BRIEF
Change "shrub" to "bush" in the records from the line with "Place one point on every instance of the patch" through the end of the records, and give those lines again with nothing else altered.

* START *

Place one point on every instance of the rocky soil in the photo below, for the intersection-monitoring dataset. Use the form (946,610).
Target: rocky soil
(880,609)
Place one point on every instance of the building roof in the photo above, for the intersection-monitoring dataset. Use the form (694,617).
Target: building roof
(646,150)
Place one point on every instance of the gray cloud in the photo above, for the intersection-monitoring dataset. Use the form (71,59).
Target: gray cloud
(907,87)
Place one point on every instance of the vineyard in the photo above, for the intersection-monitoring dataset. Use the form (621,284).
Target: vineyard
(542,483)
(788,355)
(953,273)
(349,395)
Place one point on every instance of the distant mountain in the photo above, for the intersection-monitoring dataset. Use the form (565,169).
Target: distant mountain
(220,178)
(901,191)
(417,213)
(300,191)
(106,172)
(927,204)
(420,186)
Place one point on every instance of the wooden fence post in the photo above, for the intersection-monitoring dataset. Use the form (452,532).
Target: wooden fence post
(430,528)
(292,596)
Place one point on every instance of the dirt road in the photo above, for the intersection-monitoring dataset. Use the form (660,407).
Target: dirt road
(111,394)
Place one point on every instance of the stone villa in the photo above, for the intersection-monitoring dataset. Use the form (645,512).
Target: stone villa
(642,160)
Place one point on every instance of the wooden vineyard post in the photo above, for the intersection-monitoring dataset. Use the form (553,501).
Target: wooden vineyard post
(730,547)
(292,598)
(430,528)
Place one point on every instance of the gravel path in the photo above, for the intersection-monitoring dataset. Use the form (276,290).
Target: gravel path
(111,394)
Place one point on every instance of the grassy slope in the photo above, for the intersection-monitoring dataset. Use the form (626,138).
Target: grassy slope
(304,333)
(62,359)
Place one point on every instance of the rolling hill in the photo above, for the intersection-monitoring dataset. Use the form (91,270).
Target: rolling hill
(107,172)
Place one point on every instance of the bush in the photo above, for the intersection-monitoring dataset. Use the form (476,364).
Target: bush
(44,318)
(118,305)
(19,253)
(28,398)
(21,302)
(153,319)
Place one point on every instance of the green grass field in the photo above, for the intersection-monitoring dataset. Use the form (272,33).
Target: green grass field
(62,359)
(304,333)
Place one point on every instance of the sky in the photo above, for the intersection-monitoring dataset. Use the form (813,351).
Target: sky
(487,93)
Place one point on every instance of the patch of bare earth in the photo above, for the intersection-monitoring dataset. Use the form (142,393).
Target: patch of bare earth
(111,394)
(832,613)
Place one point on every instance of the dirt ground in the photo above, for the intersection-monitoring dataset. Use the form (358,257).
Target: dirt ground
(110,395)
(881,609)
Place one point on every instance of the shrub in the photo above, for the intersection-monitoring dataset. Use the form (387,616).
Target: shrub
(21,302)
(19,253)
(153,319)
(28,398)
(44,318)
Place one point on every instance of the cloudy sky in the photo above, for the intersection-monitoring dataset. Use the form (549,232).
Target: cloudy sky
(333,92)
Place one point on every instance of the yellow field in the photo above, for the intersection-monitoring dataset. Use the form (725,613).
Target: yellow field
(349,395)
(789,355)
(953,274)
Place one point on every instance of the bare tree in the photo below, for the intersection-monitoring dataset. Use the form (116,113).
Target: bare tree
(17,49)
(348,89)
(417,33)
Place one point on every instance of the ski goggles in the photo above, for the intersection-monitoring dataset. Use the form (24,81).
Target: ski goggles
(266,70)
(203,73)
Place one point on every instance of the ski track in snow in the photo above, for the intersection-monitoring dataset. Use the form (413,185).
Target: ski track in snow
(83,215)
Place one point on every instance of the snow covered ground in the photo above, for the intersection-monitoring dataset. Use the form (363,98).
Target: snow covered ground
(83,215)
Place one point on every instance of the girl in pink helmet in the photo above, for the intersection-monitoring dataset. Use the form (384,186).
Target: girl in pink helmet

* END *

THE RESPONSE
Place one point on every instance of the patch of bare earth in the photo above, for the intersection-monitoring dataset. Use the form (142,393).
Target: patch of bare earth
(111,394)
(832,613)
Place one point on every instance of the dirt ground in the photo above, for the intersection-monitoring dataset. Use the form (358,257).
Target: dirt ground
(110,395)
(881,609)
Place one point on every instance of the bush in the photo above, for the intersection-monitoring dataset. Use the form (387,616).
Target: bush
(21,302)
(19,253)
(153,319)
(28,398)
(44,318)
Place one point on every instance of the cloudy sky in the photo above, for the intersection-monitoring dataset. Use the form (549,232).
Target: cloudy sky
(333,92)
Place one point on every instance of the yellow field in the photo above, for the intersection-monitoring dataset. Use the form (725,613).
Target: yellow field
(349,395)
(789,355)
(953,274)
Place one point on every instance of the bare tree in the photo below, for the intersection-monitoring dataset. Use the form (116,113).
Target: bare tree
(17,49)
(348,89)
(417,33)
Place one point on every instance of the ski goggles in the photo above, for the intersection-monitoring dataset. Use the form (24,81).
Target: ski goggles
(266,70)
(203,73)
Place one point on every instance of the ski track in snow in the photo above, for the intersection-monitoring dataset. Use the form (413,185).
Target: ski track in snow
(83,215)
Place one point on every instance of the snow covered ground in the photo above, for the intersection-monitoring dataset. Use the form (363,98).
Target: snow covered ground
(83,215)
Place one point on every instance of the girl in pink helmet in the photo above, for the intersection-monitoring dataset. Use the form (384,186).
Target: girl in pink helmet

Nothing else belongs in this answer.